**** Input for this task ****

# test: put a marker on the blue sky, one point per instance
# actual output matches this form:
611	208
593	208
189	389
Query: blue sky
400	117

****
**** Input for this task ****

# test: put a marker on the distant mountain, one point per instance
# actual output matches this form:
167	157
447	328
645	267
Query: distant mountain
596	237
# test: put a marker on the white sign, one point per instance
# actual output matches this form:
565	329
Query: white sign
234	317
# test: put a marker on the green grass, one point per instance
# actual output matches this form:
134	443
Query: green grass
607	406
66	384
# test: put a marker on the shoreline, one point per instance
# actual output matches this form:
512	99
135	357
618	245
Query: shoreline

****

◆ To do
Match on "point" and report each line of the data above that has it.

◆ The answer
# test: put a marker on the blue sky, one point per instance
# test: put a marker on the distant mountain, one point per instance
# test: put a marker on the white sign, one point per instance
# test: put a marker on the green grass, one point per instance
# test: put a marker on the shoreline, one point per instance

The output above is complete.